---------- Stored data ----------
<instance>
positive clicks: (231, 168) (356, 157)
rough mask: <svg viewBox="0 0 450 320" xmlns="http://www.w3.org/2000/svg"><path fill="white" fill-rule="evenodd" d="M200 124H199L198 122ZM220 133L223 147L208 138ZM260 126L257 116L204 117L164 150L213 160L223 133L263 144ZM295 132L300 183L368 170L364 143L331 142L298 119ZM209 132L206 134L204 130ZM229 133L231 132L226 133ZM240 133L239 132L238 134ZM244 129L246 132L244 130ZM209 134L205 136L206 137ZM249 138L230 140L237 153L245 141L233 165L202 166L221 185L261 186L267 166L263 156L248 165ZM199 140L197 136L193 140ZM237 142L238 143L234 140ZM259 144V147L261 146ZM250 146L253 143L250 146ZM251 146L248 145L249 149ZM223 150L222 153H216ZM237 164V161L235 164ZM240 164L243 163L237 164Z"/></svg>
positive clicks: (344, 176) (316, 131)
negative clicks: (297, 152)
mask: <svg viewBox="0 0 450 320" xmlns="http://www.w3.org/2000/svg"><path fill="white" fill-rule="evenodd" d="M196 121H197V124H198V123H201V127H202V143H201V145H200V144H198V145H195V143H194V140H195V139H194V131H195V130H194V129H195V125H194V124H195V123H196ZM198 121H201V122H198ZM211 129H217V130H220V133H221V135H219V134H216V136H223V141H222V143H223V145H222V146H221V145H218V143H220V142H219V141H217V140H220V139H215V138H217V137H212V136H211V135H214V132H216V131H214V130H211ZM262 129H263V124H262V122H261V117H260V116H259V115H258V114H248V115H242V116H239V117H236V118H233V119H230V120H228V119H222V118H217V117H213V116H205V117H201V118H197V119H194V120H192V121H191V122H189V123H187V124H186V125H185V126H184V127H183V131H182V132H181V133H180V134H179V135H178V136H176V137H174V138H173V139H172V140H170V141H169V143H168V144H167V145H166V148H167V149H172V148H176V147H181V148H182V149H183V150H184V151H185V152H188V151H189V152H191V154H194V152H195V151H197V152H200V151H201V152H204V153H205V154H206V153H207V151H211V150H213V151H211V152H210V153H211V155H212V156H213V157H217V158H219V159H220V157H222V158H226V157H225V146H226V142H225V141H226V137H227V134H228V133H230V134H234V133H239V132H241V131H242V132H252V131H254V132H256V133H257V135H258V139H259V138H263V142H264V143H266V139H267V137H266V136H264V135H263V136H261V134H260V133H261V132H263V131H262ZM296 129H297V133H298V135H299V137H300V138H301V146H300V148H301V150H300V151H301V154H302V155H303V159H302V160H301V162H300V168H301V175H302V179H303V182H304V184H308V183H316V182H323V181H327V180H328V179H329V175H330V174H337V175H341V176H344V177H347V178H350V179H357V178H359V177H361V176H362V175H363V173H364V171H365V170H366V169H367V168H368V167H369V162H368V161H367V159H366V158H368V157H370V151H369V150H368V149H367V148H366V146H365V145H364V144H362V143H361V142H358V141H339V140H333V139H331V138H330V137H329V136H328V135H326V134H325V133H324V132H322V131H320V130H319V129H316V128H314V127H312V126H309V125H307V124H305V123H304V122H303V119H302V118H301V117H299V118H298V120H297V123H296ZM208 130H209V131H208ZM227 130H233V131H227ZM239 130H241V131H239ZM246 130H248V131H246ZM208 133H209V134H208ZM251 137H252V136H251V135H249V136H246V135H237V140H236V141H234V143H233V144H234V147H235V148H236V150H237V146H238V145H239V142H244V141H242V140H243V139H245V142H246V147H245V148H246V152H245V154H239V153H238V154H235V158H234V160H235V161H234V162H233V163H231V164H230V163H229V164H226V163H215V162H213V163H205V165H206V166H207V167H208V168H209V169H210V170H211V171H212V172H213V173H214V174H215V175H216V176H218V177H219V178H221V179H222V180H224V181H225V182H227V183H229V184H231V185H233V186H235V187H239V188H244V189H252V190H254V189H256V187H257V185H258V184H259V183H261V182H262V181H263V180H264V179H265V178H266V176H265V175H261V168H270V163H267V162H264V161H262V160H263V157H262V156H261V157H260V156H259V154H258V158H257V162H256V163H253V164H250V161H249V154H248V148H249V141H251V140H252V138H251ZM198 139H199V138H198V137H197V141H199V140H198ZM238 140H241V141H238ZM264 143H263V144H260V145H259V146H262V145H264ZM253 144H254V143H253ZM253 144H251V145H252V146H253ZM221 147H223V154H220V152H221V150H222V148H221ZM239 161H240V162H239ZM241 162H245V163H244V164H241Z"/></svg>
----------
> **Exercise objective**
Once you find the line with "positive clicks: (231, 168) (356, 157)" above, print it and every line after it up to and including the line with "positive clicks: (344, 176) (316, 131)", exactly as written and nothing else.

> **Solution to the exercise**
positive clicks: (231, 168) (356, 157)
rough mask: <svg viewBox="0 0 450 320" xmlns="http://www.w3.org/2000/svg"><path fill="white" fill-rule="evenodd" d="M200 124H199L198 122ZM220 133L223 147L208 138ZM260 126L257 116L204 117L164 150L213 160L223 133L263 144ZM295 132L300 183L368 170L364 143L331 142L298 119ZM209 132L206 134L204 130ZM229 133L231 132L226 133ZM240 133L239 132L238 134ZM244 129L246 132L244 130ZM209 134L205 136L206 137ZM249 138L230 140L237 153L245 141L233 165L202 166L221 185L261 186L267 166L263 156L248 165ZM199 140L197 136L193 140ZM237 142L238 143L234 140ZM259 144V147L261 146ZM250 146L253 143L250 146ZM251 146L248 145L249 149ZM223 150L222 153H216ZM237 164V161L235 164ZM240 164L243 163L237 164Z"/></svg>
positive clicks: (344, 176) (316, 131)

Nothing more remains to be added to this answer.